-- QUOTED PASSAGE --

A recent trend online involves social media accounts giving aimless, despairing men advice on how to find the American Dream.
What’s noteworthy about this new brand of advice is that it urges Millennial and Gen Z males to leave the cities and venture into the heartland in search of the now-elusive middle class living and sane, attractive mate. In short, men are now advised to take the small town pill.
Perhaps even more extraordinary, this seemingly benign advice has been met with massive backlash from the young men it was meant to help.
Related: The Pharmacopeia
Maybe telling young men to take a four to eight week leave of absence and wander the land like Kane from Kung Fu is open to reasonable criticism. But what of the larger point? Is hope to be found outisde America’s urban hives?
Has the time come for Millennials and Zoomers to take the small town pill?
The original poster of the screencap above detailed his own small town odyssey, summing it up as: “Insular, suspicious locals will shun you, and rural Boomers will see you as economic and romantic compettition.”
And, oh yeah, all the methheads.
Can’t forget the methheads.

-- PARTS OF THE EXERCISE --
(A) Please list every question that the article on the small town pill asks.
(B) According to the article on the small town pill, who met the advice with massive backlash?
(C) Echo the article on the small town pill from "Has the time" to "forget the methheads.".
These saved data entries have no connection to the article on the small town pill.

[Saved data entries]
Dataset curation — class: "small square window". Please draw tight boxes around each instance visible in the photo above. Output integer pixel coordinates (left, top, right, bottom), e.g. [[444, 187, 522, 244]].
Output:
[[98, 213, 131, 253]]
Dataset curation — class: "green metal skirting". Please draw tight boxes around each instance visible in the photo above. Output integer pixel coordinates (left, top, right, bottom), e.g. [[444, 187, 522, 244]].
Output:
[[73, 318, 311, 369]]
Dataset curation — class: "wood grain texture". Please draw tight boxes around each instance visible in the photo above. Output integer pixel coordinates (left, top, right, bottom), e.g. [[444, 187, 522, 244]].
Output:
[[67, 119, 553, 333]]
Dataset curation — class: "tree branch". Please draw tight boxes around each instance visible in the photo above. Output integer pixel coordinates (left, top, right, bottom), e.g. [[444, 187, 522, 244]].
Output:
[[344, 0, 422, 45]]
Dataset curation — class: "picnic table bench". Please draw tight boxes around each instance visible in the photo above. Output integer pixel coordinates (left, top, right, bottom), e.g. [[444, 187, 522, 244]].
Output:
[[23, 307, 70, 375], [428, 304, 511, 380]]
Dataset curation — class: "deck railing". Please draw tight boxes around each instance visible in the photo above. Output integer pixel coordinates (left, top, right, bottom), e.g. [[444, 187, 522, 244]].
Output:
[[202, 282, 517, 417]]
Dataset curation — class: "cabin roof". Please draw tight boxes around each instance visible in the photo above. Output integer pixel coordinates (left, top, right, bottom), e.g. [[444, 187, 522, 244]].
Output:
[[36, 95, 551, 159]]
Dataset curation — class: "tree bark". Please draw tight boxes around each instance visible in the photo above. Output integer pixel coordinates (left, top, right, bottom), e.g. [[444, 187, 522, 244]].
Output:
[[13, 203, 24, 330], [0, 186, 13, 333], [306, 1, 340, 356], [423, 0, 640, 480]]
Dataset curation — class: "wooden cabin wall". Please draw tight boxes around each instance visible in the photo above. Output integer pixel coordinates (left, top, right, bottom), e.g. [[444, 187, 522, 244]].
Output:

-- SOLUTION SET --
(A)
- But what of the larger point?
- Is hope to be found outisde America’s urban hives?
- Has the time come for Millennials and Zoomers to take the small town pill?

(B) The young men it was meant to help.

(C)
Has the time come for Millennials and Zoomers to take the small town pill?
The original poster of the screencap above detailed his own small town odyssey, summing it up as: “Insular, suspicious locals will shun you, and rural Boomers will see you as economic and romantic compettition.”
And, oh yeah, all the methheads.
Can’t forget the methheads.